Here the job is to return only the lines of the material, exactly, from the first one to the line with "target | scroll carving".

START Source records

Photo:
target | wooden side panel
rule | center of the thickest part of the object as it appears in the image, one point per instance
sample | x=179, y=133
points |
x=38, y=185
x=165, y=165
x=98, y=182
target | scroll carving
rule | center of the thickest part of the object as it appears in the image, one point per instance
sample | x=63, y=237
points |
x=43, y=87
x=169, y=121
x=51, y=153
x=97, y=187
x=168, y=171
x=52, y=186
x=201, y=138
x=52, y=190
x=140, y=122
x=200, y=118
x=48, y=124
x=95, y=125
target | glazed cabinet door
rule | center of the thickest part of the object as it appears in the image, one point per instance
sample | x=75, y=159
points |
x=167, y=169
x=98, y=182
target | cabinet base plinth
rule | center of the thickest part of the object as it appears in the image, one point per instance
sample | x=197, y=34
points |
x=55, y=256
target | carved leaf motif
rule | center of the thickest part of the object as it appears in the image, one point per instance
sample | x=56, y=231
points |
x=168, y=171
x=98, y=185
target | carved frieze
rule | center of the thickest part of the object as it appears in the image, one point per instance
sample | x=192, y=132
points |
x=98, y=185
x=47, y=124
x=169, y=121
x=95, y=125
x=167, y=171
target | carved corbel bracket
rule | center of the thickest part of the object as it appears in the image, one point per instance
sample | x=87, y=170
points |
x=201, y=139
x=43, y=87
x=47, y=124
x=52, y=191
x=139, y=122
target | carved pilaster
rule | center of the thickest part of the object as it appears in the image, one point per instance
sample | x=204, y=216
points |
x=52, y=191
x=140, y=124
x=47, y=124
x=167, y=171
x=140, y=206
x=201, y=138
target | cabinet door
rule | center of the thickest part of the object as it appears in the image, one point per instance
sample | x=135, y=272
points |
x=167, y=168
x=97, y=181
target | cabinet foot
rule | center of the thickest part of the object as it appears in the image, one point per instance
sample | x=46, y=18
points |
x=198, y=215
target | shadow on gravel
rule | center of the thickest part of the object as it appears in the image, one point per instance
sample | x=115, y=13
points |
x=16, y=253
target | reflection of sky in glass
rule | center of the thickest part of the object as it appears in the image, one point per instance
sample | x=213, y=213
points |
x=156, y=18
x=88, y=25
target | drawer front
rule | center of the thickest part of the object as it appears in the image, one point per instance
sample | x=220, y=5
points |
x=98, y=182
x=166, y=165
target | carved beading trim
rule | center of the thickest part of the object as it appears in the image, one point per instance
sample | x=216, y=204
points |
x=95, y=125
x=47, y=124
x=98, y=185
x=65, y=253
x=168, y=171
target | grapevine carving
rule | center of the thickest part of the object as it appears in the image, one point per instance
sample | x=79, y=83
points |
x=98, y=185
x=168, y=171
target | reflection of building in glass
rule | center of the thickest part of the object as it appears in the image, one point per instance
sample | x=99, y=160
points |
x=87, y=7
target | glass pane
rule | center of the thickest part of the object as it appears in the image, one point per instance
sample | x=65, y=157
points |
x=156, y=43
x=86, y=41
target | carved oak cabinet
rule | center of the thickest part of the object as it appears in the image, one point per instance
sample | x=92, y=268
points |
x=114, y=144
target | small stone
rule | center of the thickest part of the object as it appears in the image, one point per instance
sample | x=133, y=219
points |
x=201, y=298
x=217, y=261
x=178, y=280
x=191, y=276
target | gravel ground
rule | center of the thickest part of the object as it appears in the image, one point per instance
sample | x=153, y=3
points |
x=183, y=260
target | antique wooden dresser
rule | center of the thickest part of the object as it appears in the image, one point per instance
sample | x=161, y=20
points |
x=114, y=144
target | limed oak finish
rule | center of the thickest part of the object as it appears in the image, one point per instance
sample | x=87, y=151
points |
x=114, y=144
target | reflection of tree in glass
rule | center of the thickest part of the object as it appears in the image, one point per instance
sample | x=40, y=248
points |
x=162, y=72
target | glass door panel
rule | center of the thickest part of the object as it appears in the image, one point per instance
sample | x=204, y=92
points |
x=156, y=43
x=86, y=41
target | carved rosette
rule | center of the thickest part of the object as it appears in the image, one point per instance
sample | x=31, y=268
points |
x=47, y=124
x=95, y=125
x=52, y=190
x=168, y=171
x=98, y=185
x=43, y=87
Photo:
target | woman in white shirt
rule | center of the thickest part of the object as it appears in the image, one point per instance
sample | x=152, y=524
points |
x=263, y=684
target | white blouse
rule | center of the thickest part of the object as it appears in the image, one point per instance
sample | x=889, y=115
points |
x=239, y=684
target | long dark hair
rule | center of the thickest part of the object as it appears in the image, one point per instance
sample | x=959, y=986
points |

END Source records

:: Task output ::
Photo:
target | wooden side panel
rule | center of the thickest part of the object as it appears in the image, one point per instance
sample | x=179, y=133
points |
x=38, y=185
x=165, y=165
x=98, y=182
target | scroll carving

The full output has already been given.